THE EXERCISE = Please render the rows, from the line with "Question. For every instance of the city" through the last row, as a two-column CSV with the columns "prompt" and "answer". Give one CSV line per row, with its text under "prompt" and its answer under "answer", each in a single quoted field with line breaks replaced by spaces.

RECORDS PROVIDED =
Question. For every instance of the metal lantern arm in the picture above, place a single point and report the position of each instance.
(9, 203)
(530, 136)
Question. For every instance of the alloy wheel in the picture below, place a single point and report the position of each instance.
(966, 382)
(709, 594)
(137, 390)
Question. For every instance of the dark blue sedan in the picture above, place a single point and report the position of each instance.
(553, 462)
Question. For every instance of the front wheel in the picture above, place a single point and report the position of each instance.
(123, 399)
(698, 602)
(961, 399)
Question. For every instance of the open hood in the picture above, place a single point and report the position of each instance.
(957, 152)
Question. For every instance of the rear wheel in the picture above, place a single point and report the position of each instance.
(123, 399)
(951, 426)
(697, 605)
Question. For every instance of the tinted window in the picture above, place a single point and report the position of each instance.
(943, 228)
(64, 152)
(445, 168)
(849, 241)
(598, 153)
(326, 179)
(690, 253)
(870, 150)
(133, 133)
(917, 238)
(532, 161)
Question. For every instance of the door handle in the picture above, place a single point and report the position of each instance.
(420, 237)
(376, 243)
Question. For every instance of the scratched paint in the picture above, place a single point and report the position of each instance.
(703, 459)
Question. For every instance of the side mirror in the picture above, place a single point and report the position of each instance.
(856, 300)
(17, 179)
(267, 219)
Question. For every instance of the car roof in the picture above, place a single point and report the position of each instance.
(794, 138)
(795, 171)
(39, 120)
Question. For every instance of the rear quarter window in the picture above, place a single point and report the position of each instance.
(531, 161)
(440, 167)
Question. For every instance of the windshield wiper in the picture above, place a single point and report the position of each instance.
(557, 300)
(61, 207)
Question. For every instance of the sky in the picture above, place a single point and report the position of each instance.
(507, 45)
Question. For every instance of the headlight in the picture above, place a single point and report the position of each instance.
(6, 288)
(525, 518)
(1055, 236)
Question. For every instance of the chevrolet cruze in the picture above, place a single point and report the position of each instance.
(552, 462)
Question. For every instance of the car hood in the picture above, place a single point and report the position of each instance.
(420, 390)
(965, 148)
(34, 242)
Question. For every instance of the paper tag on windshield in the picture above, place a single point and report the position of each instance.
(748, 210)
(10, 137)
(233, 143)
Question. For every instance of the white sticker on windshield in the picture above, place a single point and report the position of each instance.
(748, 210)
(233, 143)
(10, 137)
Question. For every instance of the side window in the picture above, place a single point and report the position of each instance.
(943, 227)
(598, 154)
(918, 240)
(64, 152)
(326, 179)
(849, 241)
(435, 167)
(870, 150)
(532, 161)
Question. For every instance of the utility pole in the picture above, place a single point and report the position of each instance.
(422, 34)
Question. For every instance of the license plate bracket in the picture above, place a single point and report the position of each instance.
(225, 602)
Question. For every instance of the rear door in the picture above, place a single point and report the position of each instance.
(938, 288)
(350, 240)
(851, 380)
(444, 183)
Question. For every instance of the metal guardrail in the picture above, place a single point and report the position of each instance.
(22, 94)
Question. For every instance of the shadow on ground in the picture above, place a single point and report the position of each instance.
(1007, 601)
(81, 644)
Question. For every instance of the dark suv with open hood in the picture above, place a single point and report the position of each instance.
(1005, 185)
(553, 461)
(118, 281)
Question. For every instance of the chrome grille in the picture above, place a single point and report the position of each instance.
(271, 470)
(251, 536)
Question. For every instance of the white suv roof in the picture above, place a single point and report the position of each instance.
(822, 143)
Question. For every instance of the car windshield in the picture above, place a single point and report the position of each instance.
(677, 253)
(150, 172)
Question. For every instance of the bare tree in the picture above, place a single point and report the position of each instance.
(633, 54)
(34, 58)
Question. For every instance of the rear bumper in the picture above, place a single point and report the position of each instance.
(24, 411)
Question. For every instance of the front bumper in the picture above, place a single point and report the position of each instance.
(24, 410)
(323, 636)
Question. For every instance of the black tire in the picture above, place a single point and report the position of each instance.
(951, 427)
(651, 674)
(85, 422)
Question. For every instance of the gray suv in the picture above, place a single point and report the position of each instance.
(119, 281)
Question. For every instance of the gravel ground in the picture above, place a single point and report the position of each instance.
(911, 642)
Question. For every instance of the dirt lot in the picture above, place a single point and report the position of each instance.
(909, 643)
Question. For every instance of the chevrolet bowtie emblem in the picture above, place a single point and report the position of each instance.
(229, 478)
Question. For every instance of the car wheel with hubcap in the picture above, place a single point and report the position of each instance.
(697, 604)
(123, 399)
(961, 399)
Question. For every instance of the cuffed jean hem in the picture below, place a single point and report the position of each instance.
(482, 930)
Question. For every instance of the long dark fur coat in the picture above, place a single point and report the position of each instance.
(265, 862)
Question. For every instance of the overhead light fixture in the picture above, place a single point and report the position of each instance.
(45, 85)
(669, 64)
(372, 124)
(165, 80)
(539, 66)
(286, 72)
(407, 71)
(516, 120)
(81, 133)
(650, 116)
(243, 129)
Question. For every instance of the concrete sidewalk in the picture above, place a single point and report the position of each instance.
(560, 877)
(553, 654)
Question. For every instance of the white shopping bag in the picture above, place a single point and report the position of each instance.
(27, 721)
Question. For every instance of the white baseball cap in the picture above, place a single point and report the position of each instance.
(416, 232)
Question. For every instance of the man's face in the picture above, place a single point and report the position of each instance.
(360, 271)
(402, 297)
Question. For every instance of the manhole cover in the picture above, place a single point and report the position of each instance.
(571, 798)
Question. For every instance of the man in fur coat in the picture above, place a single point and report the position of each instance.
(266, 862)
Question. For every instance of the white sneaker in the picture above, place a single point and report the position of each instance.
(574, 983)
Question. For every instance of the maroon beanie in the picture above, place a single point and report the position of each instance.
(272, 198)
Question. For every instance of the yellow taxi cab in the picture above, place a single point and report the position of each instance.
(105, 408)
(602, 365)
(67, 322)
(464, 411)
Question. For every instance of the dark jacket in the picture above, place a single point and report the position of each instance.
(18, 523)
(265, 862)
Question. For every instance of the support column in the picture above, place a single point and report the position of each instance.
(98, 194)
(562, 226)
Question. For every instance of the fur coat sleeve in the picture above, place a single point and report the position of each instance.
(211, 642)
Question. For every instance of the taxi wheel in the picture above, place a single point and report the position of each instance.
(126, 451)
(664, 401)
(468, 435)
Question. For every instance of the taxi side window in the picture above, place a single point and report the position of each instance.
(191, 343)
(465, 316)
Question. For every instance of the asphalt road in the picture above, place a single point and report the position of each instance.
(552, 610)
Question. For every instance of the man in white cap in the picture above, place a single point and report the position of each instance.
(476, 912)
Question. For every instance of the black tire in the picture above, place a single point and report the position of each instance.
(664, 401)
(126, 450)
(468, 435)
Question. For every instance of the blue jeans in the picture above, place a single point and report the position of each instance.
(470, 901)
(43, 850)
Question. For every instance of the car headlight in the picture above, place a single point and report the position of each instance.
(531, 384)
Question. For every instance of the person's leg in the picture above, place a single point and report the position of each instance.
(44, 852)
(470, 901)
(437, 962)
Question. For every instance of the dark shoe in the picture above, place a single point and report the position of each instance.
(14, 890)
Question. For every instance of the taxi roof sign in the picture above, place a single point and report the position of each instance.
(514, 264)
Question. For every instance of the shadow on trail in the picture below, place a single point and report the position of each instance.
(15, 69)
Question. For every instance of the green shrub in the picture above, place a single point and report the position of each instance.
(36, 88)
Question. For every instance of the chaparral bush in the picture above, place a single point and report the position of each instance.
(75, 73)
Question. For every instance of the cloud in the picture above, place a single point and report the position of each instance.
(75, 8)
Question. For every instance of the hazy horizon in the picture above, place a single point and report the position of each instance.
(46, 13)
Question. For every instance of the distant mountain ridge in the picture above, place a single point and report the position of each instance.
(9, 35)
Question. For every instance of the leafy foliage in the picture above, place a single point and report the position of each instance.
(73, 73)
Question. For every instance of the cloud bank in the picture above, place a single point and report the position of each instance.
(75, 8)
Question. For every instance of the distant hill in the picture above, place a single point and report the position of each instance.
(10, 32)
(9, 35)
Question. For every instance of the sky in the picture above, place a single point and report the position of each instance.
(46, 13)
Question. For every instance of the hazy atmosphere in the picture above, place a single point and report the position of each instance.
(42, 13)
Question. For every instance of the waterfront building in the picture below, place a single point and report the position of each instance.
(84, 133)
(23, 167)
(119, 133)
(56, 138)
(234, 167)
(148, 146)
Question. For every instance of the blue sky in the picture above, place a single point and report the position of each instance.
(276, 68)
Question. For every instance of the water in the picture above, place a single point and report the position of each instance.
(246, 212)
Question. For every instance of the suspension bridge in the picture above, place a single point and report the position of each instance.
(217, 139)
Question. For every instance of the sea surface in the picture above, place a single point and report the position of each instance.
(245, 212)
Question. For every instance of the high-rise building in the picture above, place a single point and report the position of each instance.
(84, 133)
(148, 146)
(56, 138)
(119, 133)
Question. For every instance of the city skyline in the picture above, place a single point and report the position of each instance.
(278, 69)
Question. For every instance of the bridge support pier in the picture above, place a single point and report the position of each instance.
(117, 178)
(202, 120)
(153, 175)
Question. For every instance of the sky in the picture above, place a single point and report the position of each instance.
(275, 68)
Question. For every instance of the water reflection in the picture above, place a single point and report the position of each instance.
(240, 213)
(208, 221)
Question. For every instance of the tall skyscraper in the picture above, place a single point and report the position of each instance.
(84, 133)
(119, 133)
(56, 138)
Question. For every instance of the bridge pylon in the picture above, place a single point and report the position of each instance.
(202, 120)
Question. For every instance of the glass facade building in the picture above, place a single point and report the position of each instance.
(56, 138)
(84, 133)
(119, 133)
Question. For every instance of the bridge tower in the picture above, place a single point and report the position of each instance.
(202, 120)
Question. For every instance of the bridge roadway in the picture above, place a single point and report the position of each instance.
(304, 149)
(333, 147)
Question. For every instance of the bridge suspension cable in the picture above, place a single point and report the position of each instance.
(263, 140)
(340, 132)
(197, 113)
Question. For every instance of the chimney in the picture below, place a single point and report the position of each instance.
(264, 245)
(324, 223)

RESPONSE TO THIS EXERCISE =
prompt,answer
"Question. For every instance of the city skyline in the picture above, place a single point and report the position of each instance.","(278, 69)"
"Question. For every instance of the bridge support pier in the picture above, place a single point and report the position of each instance.","(117, 178) (202, 120) (153, 175)"
"Question. For every instance of the sky in the picture above, place a single point and report the position of each instance.","(275, 68)"
"Question. For every instance of the water reflection in the picture above, place a single point and report the position of each instance.","(240, 213) (208, 221)"
"Question. For every instance of the tall skyscraper in the picture above, place a single point and report the position of each instance.","(84, 133) (119, 133) (56, 138)"
"Question. For every instance of the bridge pylon in the picture above, place a single point and report the position of each instance.","(202, 120)"
"Question. For every instance of the glass facade building in the picture above, place a single point and report the position of each instance.","(56, 138) (84, 133) (119, 133)"
"Question. For every instance of the bridge tower in the picture above, place a single point and report the position of each instance.","(202, 120)"
"Question. For every instance of the bridge roadway in the picture above, place a single point and report the position of each instance.","(304, 149) (333, 147)"
"Question. For every instance of the bridge suspension cable in the picture above, place a single point and report the position of each instance.","(263, 140) (340, 132) (197, 113)"
"Question. For every instance of the chimney in the picture below, place a single point and report the position of each instance.","(264, 245) (324, 223)"